* Exercise task
Copy each record exactly as it reads, leaving out any pictures it holds.

━━━━

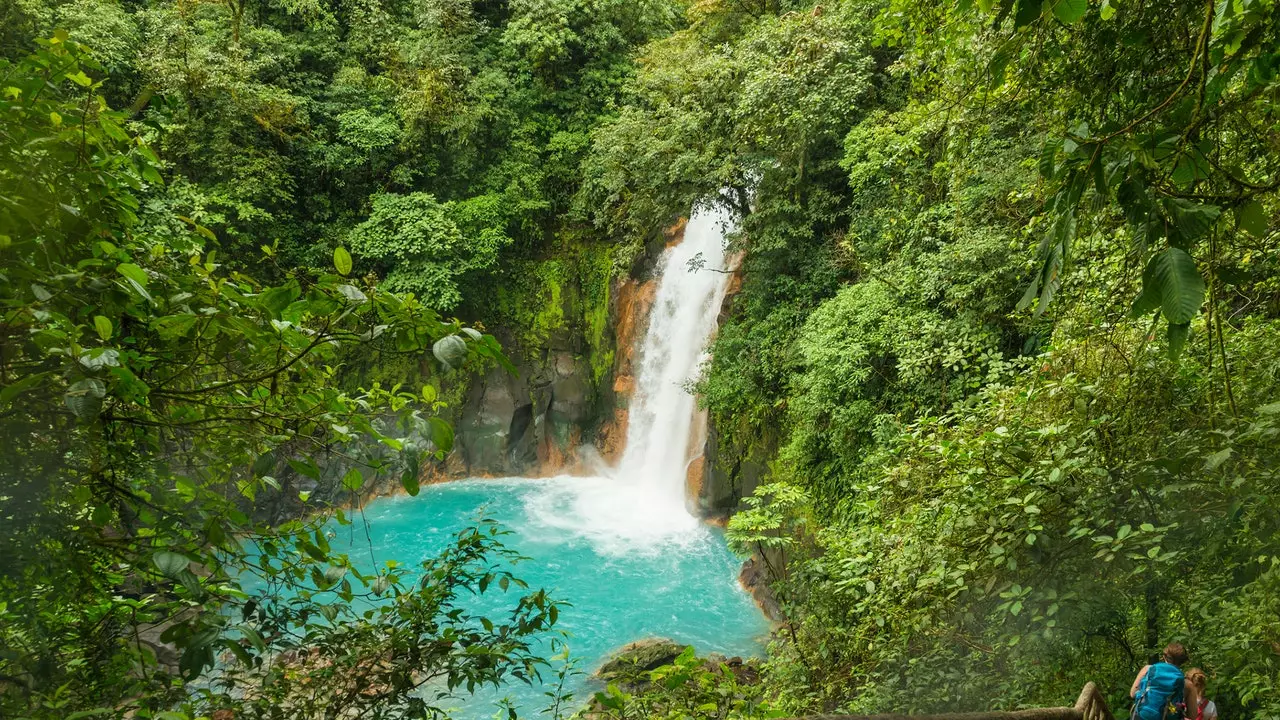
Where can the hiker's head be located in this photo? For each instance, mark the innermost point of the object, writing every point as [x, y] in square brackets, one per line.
[1175, 654]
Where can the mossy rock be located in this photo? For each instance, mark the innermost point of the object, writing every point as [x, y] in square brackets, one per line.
[630, 665]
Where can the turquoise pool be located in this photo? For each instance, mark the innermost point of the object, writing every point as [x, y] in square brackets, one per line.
[630, 570]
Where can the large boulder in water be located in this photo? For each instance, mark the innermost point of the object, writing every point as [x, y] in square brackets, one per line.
[630, 664]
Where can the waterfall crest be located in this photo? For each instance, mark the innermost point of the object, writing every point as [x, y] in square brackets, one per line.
[675, 345]
[640, 504]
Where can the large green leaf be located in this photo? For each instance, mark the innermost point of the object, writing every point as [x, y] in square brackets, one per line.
[1173, 274]
[1069, 10]
[342, 260]
[1252, 218]
[1027, 12]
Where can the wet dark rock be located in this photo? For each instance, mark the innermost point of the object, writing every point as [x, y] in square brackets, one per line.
[630, 665]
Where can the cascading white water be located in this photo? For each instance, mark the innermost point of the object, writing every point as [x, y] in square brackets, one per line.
[680, 326]
[640, 505]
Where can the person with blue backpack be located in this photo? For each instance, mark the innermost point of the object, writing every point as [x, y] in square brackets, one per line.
[1160, 691]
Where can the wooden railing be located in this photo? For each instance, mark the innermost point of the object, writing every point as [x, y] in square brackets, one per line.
[1089, 706]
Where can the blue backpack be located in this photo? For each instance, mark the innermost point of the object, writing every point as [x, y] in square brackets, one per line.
[1160, 691]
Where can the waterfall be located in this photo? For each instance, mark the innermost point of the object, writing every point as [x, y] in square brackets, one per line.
[675, 345]
[639, 506]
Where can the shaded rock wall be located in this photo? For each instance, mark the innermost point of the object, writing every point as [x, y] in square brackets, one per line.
[723, 475]
[572, 384]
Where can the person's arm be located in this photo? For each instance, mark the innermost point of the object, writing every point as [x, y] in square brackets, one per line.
[1133, 691]
[1191, 698]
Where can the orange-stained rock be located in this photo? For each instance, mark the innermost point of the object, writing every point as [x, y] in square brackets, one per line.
[612, 438]
[694, 478]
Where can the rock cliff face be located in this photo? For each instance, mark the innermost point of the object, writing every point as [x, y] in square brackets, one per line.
[721, 478]
[528, 424]
[568, 392]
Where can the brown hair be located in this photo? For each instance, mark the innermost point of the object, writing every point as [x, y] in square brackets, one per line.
[1175, 654]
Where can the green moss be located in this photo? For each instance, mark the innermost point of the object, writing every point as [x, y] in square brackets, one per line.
[595, 274]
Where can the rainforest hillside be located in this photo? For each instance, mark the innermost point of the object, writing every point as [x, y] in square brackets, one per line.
[995, 401]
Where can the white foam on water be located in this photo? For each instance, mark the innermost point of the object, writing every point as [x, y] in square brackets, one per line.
[640, 505]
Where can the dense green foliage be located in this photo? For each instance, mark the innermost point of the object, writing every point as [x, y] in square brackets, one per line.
[1005, 335]
[159, 409]
[1004, 347]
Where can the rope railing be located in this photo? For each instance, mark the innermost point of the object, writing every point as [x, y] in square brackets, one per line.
[1089, 706]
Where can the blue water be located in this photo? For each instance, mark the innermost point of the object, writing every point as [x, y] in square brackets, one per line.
[626, 575]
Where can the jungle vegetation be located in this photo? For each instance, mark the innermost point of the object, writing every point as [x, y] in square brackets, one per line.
[1004, 351]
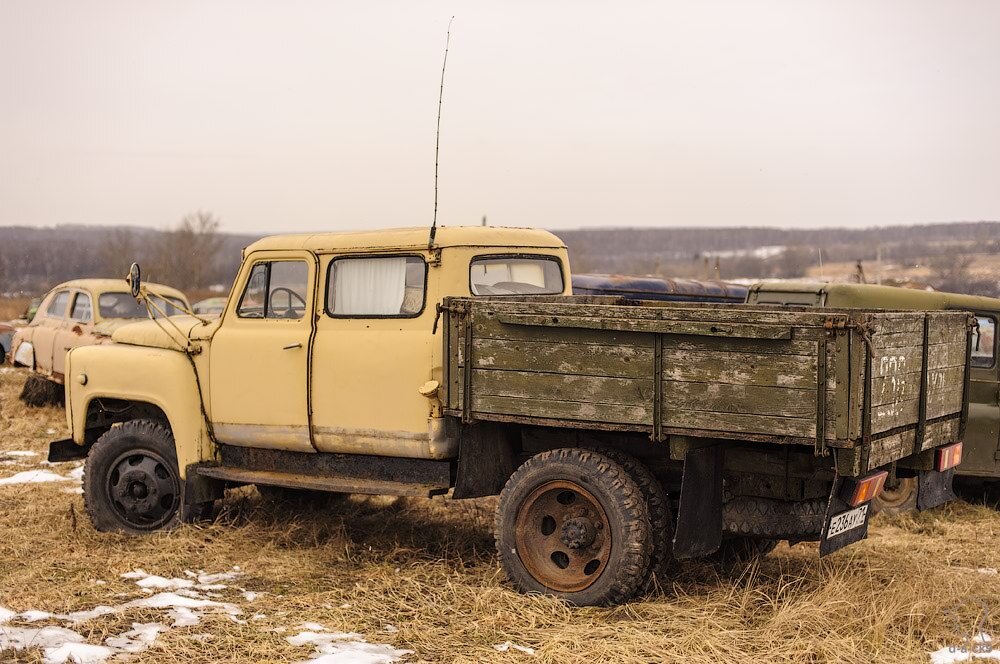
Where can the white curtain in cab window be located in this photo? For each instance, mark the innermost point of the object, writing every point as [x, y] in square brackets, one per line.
[369, 286]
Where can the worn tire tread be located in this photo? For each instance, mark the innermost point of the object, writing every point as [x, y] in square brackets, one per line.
[607, 476]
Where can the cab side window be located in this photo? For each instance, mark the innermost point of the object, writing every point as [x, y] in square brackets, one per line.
[984, 344]
[276, 289]
[81, 308]
[57, 308]
[376, 287]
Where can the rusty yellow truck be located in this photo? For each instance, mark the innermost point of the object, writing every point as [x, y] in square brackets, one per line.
[619, 435]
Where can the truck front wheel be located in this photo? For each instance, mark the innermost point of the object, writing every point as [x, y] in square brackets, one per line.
[130, 479]
[573, 523]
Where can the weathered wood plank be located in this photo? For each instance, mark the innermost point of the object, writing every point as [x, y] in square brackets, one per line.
[940, 433]
[712, 421]
[940, 356]
[563, 410]
[487, 327]
[740, 368]
[901, 387]
[697, 328]
[756, 346]
[745, 399]
[944, 402]
[595, 390]
[623, 361]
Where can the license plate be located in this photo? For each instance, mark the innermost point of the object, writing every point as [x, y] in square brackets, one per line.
[847, 521]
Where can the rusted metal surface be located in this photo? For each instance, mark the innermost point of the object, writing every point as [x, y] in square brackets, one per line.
[658, 288]
[563, 536]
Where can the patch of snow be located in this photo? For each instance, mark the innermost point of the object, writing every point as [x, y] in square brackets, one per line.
[346, 648]
[139, 638]
[508, 645]
[960, 653]
[162, 583]
[32, 477]
[34, 616]
[77, 653]
[184, 617]
[209, 579]
[18, 638]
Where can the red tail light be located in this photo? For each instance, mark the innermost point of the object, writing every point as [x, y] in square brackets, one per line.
[948, 456]
[865, 488]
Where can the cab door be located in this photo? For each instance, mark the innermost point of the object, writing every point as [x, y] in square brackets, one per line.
[981, 454]
[49, 324]
[372, 353]
[260, 355]
[77, 330]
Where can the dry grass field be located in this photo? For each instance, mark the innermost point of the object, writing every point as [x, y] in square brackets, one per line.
[421, 575]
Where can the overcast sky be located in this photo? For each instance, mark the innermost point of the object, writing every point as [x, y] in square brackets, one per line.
[292, 115]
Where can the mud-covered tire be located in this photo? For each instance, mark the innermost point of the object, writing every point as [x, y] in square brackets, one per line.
[131, 483]
[901, 499]
[39, 392]
[299, 498]
[661, 518]
[742, 551]
[599, 516]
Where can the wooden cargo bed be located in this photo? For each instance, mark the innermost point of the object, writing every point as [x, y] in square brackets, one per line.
[879, 384]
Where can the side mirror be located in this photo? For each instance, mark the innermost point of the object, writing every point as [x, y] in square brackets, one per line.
[134, 279]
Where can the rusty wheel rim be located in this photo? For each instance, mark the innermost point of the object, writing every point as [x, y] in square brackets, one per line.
[563, 537]
[898, 496]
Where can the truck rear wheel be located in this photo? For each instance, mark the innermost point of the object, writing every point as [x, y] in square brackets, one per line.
[899, 499]
[661, 519]
[573, 523]
[130, 479]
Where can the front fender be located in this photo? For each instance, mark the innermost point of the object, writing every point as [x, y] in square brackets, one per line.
[157, 376]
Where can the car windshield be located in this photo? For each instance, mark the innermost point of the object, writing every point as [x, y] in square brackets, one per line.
[515, 275]
[123, 305]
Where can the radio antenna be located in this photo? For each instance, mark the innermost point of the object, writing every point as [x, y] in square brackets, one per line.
[437, 137]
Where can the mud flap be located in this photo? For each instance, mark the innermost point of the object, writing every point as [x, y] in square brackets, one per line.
[699, 516]
[934, 488]
[835, 536]
[67, 450]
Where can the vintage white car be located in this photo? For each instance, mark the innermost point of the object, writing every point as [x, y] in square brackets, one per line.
[79, 313]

━━━━

* Solved exercise
Where can the hiker's head be located in this photo? For each instance, mark the innermost point of the object, writing every point as [x, y] in square brackets, one per line.
[1175, 654]
Where can the mossy rock be located in this photo? For each instance, mark the innermost point of the object, writing every point as [x, y] in square brackets, one per line.
[630, 665]
Where can the turquoise pool be located in this photo? For each instance, mark the innermost point of the object, writing every point as [x, y] in square brackets, one per line.
[630, 570]
Where can the large boulder in water be located in this photo? For each instance, mark the innermost point of the object, writing every point as [x, y] in square brackets, one per line.
[630, 664]
Where can the waterfall crest be located in this photo? For each instance, mark the innermost point of the object, writing every point as [x, y] in square brackets, one per line.
[675, 345]
[640, 504]
Where can the large green leaf be located in this photo? For each instance, mark the innermost point of the object, writing every point as [x, y] in square brackets, one per line.
[1173, 274]
[1069, 10]
[342, 260]
[1252, 218]
[1027, 12]
Where can the wet dark rock be located in this photo? For each instance, mark the innermost point of the object, writing every point as [x, y] in square brackets, one per line.
[630, 665]
Where can the cascading white water be located in this photo? For each instance, mark the innermost point of the object, writing every point as [x, y] in square brackets, one per line.
[680, 326]
[640, 505]
Where can the person with blue backpack be located in this photo? For each instance, mark the innermost point of the object, writing every point as [x, y] in square brackets, one per line.
[1160, 691]
Where can the wooden railing be located in this photo? For each instance, mark the innermost point of the object, writing every point as [x, y] in square brackets, one per line.
[1089, 706]
Where can the blue backpack be located in this photo? For each instance, mark the innermost point of the object, writing every point as [x, y] in square brackets, one per line.
[1160, 691]
Where can the waterfall be located in this photo? For each instance, mark the innermost point of the object, writing every point as [x, y] in square brackets, one per line.
[675, 345]
[639, 506]
Where can the shaded rock wall be located in this photo? For each instance, mark the innermost point of the object, writing every point as [x, y] in square brackets, one per line.
[723, 475]
[572, 384]
Where can the person's arm be located in this photo? For each instance, mark the innermost point of the object, writing every point as [x, y] in square brackets, one per line.
[1133, 691]
[1191, 698]
Where can the orange-stained rock be located in this photo? For each instance, mark the innermost point of the object, writing every point as [x, y] in square brackets, one per line.
[612, 438]
[694, 478]
Where can the rock cliff face be located in this photo? For each instance, mark the innermost point of the object, writing every point as [x, y] in square brackets, one per line.
[721, 478]
[528, 424]
[568, 392]
Where can the brown hair be located in this photo? For each instance, mark the innermost point of the object, writing every point as [x, y] in square brackets, one per line.
[1175, 654]
Where can the green moss be located in this photo? For each instance, mark the innermost point of the object, writing every point as [x, y] in square brackets, one per line.
[595, 274]
Where can the rainforest hillside be located in this photo? For each instance, mark the innermost point of the object, writing every point as [x, y] in square brackets, one per line.
[995, 401]
Where can the white foam on water be located in this photo? For each instance, mark the innermost point of the object, writing every point as [x, y] in square brackets, one per line.
[640, 505]
Where can the dense green foliage be located in this photo? For each instance, mark the innermost point of the object, writing every point as [x, y] in square brackets, one per line.
[1005, 335]
[159, 409]
[1004, 347]
Where can the rope railing be located in this photo? For each instance, mark the innermost point of the object, writing every point as [x, y] in square brackets, one per line.
[1089, 706]
Where can the blue water be located in this photo? For each instance, mark the innermost point of the object, writing every point as [x, y] in square brackets, one per line.
[626, 575]
Where can the jungle vegetation be located in this photo? For each instance, mark the innermost point of the object, writing every point as [x, y] in square brackets, one per line.
[1004, 351]
Where can the white curtain in cab window be located in this photo? For each instance, mark the innermost point of the object, writing every point as [x, y] in square brackets, one per line.
[369, 286]
Where can the worn tire tread be located in this photo? For each instance, mark the innermost point of the object, writing every point as [x, y] in square brackets, one per line.
[607, 476]
Where can the cab side window be located in this photo? For each instance, mark the innermost point of the object, writing every point as [x, y] in square brackets, one per line.
[984, 344]
[276, 289]
[81, 308]
[57, 308]
[376, 287]
Where can the rusty yellow truck be located in this photo? For each instance, mark the innermost point of the object, writing every point as [x, y] in square brackets, one per line.
[619, 435]
Where can the truck front wheel be located in this photo? For each instance, mark the innermost point of the object, writing every point as [x, y] in square brackets, one per line.
[130, 479]
[573, 523]
Where can the weathered wood plank be located in this photo? For each instance, mark the innermost point of the object, writing every point as [x, y] in square brackets, one per line.
[940, 433]
[712, 421]
[940, 356]
[563, 410]
[487, 327]
[740, 368]
[901, 387]
[697, 328]
[756, 346]
[745, 399]
[944, 402]
[595, 390]
[623, 361]
Where can the license plate be located in this photo? For each instance, mark the innermost point of the object, writing every point as [x, y] in square brackets, one per line.
[847, 521]
Where can the rusted metal surface be located in this photo? For each instance, mark the innermost point of the object, writing every point as [x, y] in square brackets, one per line.
[658, 288]
[563, 536]
Where can the patch of snow be located in this photo? For each instance, mark the innermost point of the object, writing every point as [x, y] in square brackets, one per line.
[346, 648]
[139, 638]
[508, 645]
[960, 653]
[162, 583]
[32, 477]
[34, 616]
[77, 653]
[184, 617]
[209, 579]
[18, 638]
Where can the red tail light be located in this photo? For each instance, mark the innermost point of the object, writing every point as [x, y] in square brackets, one per line.
[948, 456]
[865, 488]
Where can the cab door be located in this photo? For each instance, mark the innermost point of the object, writing every point as [x, y] in square brackets, one per line.
[981, 454]
[49, 324]
[372, 353]
[260, 355]
[77, 330]
Where can the dry grass field be located in this photo? For each instance, mark the innermost point of the object, writing every point as [x, y] in square brackets, one per line.
[421, 575]
Where can the overcast sky be located in this photo? For each instance, mark the innermost point of the object, writing every point as [x, y] in square brackets, one per line.
[292, 115]
Where can the mud-covered tire be located in this photo? For each instance, mark the innermost point of the object, writing every point as [x, y] in square brackets, one per line.
[131, 483]
[901, 499]
[39, 392]
[299, 498]
[661, 518]
[742, 551]
[599, 516]
Where can the wooden cargo bed be located in this photo? For each instance, mark the innermost point of the object, writing every point as [x, y] in square brackets, one per line.
[879, 384]
Where can the side mirror be located in this photo? For each instance, mark the innermost point of the object, writing every point as [x, y] in square brackets, one per line.
[134, 279]
Where can the rusty wheel rim be located in this photo? For each instance, mark the innermost point of the object, writing every point as [x, y] in square brackets, one per line.
[563, 537]
[898, 496]
Where can the truck rear wheel be located in this photo? For each instance, mark the innermost point of the object, writing every point as [x, y] in square brackets, one per line.
[899, 499]
[661, 519]
[573, 523]
[130, 479]
Where can the front fender be located in this photo? For each instance, mark the innermost point of the object, writing every point as [x, y] in square brackets, one per line.
[157, 376]
Where can the car windshield be located in this photo? For each instance, mark the innermost point of the object, writing every point as [x, y] in square brackets, one per line.
[515, 275]
[123, 305]
Where can the radio antenna be located in this photo? For each instance, mark the innermost point of the object, writing every point as [x, y] in square brackets, one per line.
[437, 137]
Where can the mud flap be located in this photo? For each instance, mark the innermost point of the object, writing every point as [x, y] in square brackets, one per line.
[699, 516]
[934, 488]
[835, 536]
[67, 450]
Where can the vintage white car be located in this photo? For each instance, mark the innermost point of the object, writing every point as [x, y] in square brackets, one per line.
[79, 313]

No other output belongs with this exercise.